- EXERCISE DATA
↓

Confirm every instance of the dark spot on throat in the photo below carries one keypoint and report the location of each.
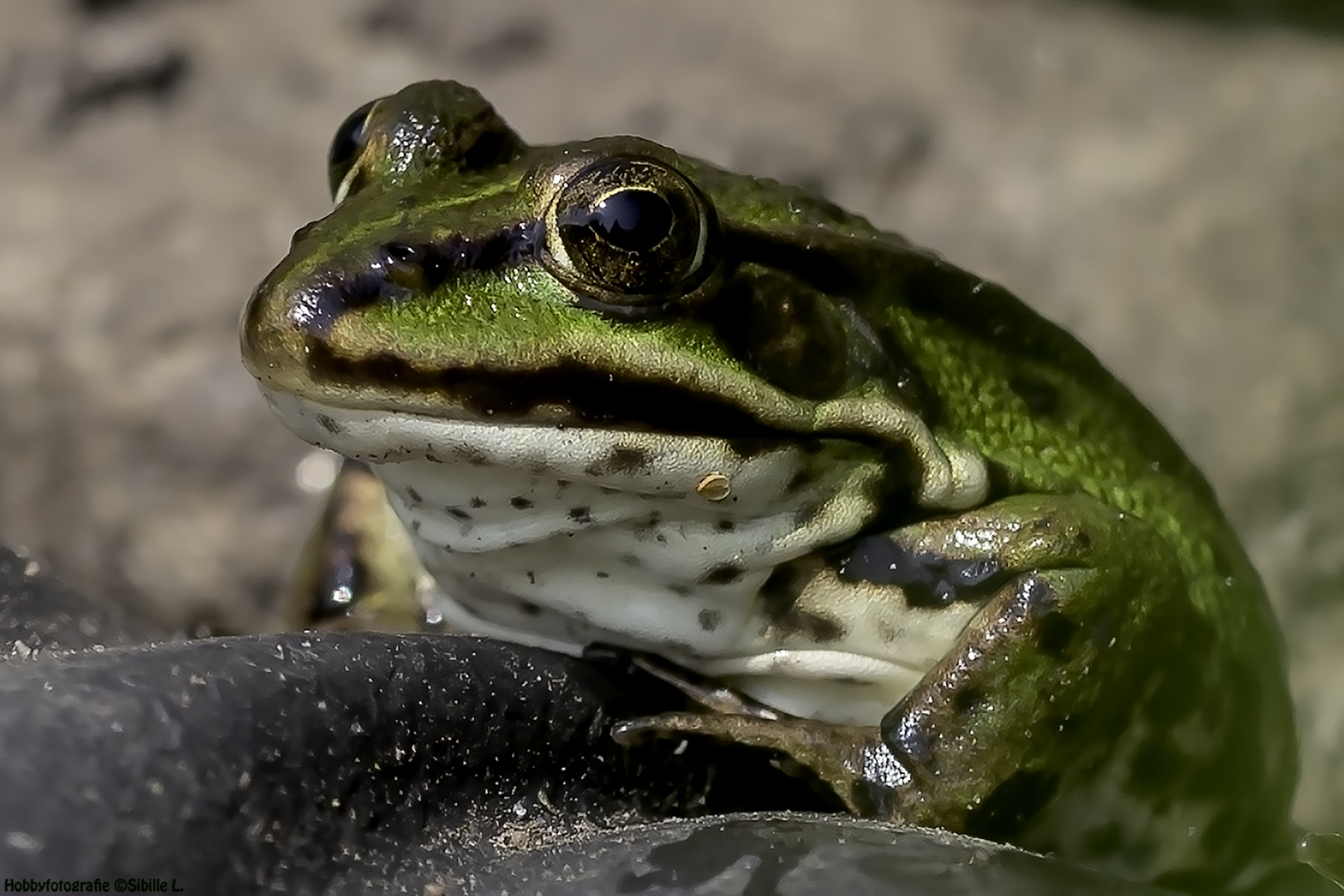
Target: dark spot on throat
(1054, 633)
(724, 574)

↑
↓

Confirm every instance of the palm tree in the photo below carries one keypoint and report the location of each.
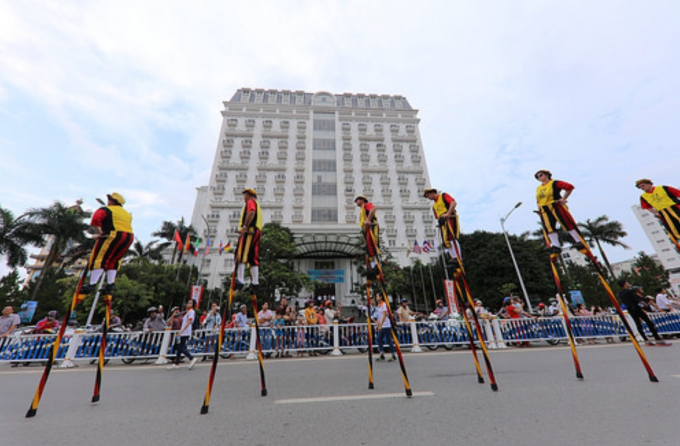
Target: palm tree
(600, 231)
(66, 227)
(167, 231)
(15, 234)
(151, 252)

↑

- EXERCISE DIRECTIONS
Your reply should be one number: how many lines in the entries above contain the word "every".

- WRITTEN ANSWER
2